**Problem to solve**
The full set of entries, reproduced exactly, is the expected answer.

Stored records
++++
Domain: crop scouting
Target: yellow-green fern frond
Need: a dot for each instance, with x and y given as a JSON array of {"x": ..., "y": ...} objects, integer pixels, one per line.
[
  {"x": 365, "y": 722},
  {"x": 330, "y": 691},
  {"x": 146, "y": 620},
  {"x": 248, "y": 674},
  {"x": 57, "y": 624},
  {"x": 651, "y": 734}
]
++++
**Written response**
Domain: crop scouting
Target: yellow-green fern frond
Need: a dot for each instance, with x and y given as a JSON array of {"x": ..., "y": ...} objects, integer pixels, one per line.
[
  {"x": 365, "y": 722},
  {"x": 330, "y": 691},
  {"x": 146, "y": 620},
  {"x": 248, "y": 674},
  {"x": 57, "y": 624},
  {"x": 651, "y": 734}
]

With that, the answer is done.